--- start of DATASET EXTRACT ---
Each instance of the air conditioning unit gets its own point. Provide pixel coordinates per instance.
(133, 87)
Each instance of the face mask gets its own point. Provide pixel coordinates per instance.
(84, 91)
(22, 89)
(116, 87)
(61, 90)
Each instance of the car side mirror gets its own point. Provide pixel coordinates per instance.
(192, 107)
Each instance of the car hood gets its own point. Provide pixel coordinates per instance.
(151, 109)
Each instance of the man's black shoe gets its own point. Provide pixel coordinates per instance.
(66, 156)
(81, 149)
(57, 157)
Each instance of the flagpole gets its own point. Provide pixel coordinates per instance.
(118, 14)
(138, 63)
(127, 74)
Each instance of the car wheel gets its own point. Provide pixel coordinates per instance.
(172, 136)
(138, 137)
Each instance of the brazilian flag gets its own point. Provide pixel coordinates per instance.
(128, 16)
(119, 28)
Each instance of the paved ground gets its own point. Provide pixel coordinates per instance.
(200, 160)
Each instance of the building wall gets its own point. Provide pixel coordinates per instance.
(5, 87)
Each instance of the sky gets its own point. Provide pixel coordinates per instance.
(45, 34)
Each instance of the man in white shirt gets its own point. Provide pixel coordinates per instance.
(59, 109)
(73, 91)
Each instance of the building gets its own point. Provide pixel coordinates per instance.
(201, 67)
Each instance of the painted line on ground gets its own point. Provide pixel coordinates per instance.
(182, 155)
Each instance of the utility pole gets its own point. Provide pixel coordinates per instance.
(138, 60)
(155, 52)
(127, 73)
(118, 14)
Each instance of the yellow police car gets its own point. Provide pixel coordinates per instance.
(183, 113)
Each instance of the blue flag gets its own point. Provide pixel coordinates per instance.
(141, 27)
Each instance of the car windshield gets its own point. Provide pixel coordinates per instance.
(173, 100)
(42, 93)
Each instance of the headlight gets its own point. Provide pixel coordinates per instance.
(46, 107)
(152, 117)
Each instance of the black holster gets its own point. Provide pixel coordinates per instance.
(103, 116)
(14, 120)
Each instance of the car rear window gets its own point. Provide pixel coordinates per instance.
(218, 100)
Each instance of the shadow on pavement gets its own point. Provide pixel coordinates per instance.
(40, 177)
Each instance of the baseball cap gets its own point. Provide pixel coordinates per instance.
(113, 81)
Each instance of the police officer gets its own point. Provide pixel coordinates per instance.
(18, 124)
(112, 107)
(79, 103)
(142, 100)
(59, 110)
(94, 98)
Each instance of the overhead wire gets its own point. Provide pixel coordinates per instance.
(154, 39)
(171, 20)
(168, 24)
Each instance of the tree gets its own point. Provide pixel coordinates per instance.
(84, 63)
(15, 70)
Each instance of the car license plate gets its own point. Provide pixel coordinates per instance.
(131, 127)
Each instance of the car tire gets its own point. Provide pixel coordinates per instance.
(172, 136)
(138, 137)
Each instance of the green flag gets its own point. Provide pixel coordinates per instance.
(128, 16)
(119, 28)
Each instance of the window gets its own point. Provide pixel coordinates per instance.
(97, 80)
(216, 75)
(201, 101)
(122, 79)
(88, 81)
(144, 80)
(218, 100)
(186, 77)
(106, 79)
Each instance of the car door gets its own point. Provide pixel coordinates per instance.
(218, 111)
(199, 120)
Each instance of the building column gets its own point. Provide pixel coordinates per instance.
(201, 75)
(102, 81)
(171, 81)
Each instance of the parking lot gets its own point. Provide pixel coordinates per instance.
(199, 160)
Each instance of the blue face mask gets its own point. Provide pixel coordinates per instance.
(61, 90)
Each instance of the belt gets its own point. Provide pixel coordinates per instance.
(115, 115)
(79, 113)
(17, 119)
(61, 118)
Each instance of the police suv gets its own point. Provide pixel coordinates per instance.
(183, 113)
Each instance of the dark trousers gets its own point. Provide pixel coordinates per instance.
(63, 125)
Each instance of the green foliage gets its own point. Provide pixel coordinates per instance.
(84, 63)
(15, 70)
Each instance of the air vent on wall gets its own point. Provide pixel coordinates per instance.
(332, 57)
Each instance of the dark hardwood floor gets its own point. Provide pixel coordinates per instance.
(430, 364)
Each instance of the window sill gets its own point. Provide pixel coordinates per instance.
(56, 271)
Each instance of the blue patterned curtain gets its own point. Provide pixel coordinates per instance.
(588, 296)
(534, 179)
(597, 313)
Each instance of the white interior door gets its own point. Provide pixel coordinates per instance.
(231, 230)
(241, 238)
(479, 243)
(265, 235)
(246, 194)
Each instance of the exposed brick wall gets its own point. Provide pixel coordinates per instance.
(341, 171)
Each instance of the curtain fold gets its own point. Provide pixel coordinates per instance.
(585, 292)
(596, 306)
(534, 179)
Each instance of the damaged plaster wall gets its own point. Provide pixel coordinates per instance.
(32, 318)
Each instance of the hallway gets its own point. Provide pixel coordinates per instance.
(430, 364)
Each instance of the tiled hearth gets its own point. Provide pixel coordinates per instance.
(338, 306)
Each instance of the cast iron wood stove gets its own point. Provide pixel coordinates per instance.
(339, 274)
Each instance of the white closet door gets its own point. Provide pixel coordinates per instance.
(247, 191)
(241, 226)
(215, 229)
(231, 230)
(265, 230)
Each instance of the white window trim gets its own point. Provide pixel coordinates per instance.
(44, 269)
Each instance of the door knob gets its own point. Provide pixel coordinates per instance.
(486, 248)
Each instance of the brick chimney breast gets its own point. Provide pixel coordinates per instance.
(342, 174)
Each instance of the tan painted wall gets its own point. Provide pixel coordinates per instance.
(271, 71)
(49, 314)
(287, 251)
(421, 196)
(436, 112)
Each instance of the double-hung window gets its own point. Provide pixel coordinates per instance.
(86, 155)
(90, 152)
--- end of DATASET EXTRACT ---
--- TASK DETAILS ---
Everything from the line with "Each instance of the white closet" to the end of the listing above needs to be duplicated exactly, both end lines included, with nothing more.

--- EXERCISE ANSWER ---
Each instance of the white closet door gets its own point. Provide pixel coordinates per instance.
(247, 191)
(241, 226)
(215, 229)
(231, 230)
(265, 230)
Each instance of the white window trim gets its own point. Provide pixel coordinates per instance.
(44, 269)
Each instance of the door knob gets its own point. Provide pixel coordinates per instance.
(486, 248)
Each instance of the brick chimney breast gets its own point. Provide pixel coordinates per instance.
(342, 174)
Each instance of the tan painted wall gets its own point. Provide pixel coordinates per instance.
(271, 71)
(49, 314)
(287, 251)
(421, 196)
(436, 112)
Each instance of the double-hung window gets its own point. Provide pixel coordinates per instance.
(86, 155)
(90, 152)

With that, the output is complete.